*YOUR GOAL*.
Reproduce the piece on the Bernstein radio documentary from "Immersed in the" to "is on WFMT-FM.", switching "pop" to "popular" wherever it occurs.

╭─ QUOTED PASSAGE

Immersed in the eclecticism of American culture, Leonard Bernstein was the first major American conductor to grow up listening to pop tunes and jazz. With Gilbert and Sullivan, Jerome Kern, and Black music among his early loves, his genius lay in an ability to assimilate pop, classical, and uniquely American forms of music into genre-busting compositions endowed with an immediately identifiable personal voice.
Fourteen years after his death, Bernstein's reputation as the most influential American composer/conductor of the last century has continued to grow. To honor his life and work, Chicago's WFMT radio network and Steve Rowland have created Leonard Bernstein: An American Life, an 11-part radio documentary airing on a whopping 765 stations in the U.S., Canada and New Zealand (including XM Satellite Radio) starting in early October. In Chicago it is on WFMT-FM.
The radio series took six years to produce. One hundred people were interviewed and thousands of personal documents were scoured in order to create a rounded portrait of the man. Susan Sarandon narrates the finished product with a grounded earthiness that contrasts with the hip posturing proffered by Susanne Vega in the splendid San Francisco Symphony American Mavericks broadcasts. In addition, actor Alec Baldwin, actor Maria Tucci, Lenny's daughter Jamie, and NYC's former Cultural Commissioner and record producer Schuyler Chapin read the correspondence and comments.
Judging from a pre-release CD-R of the first program Bernstein: The Early Years, listeners have much to look forward to. Other titles in the 11-part series include Twelve Gates to the City (Meeting the Mentors); New York, New York; Tonight; A new Frontier/The Philharmonic Years Pt. 1 and 2; Bernstein: The Conductor; Crossroad; Bernstein: The Composer Pt. 1 and 2; and A Candle Burned At Both Ends.
Born in Lawrence, Mass., Aug. 25, 1918, Bernstein the man, educator and musician constantly communicated what gay composer John Corigliano terms an 'intense joy in being alive.' Inheriting a classic Jewish love and respect for learning—his father believed that education was the solution to the ills of the world—his mind was constantly seeking new areas of exploration, the fruits of which were reflected in his music, conducting and teaching. While the series amply illuminates his achievements, it remains to be seen to what extent it will discuss his bisexuality and progressive dependence upon cigarettes, alcohol and harder drugs.

╰─
╭─ SUPPLIED ENTRIES

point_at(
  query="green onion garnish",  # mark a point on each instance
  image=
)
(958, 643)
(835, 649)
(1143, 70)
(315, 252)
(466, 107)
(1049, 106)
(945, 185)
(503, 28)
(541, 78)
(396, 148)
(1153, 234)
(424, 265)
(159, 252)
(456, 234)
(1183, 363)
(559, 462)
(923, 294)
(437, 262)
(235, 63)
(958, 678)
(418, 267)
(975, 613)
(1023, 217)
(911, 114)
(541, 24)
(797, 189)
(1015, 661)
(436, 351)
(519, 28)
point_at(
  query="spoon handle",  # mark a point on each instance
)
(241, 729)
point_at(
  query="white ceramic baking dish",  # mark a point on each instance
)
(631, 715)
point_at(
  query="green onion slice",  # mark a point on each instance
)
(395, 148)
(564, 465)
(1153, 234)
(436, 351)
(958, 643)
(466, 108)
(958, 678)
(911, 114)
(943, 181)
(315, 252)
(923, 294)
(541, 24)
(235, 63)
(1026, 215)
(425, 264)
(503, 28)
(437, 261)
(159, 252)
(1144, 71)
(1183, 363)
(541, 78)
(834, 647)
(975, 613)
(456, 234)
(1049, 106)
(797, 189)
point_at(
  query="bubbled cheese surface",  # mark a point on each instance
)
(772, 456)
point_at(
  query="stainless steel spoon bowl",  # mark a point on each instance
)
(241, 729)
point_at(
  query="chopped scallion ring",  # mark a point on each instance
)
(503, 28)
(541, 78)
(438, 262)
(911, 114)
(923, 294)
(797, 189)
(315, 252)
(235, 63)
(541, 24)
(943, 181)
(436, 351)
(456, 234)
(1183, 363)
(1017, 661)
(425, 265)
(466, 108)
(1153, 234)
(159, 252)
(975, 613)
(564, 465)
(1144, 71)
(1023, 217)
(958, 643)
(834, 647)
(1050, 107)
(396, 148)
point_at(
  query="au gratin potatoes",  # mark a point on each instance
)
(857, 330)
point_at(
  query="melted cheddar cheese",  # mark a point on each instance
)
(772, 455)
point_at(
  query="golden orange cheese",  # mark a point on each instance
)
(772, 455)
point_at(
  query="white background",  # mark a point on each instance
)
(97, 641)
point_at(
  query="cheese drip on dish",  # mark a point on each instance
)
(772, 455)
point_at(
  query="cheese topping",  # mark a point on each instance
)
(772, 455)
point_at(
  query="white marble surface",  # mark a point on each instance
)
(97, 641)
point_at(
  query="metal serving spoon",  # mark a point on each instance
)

╰─

*TASK OUTPUT*.
Immersed in the eclecticism of American culture, Leonard Bernstein was the first major American conductor to grow up listening to popular tunes and jazz. With Gilbert and Sullivan, Jerome Kern, and Black music among his early loves, his genius lay in an ability to assimilate popular, classical, and uniquely American forms of music into genre-busting compositions endowed with an immediately identifiable personal voice.
Fourteen years after his death, Bernstein's reputation as the most influential American composer/conductor of the last century has continued to grow. To honor his life and work, Chicago's WFMT radio network and Steve Rowland have created Leonard Bernstein: An American Life, an 11-part radio documentary airing on a whopping 765 stations in the U.S., Canada and New Zealand (including XM Satellite Radio) starting in early October. In Chicago it is on WFMT-FM.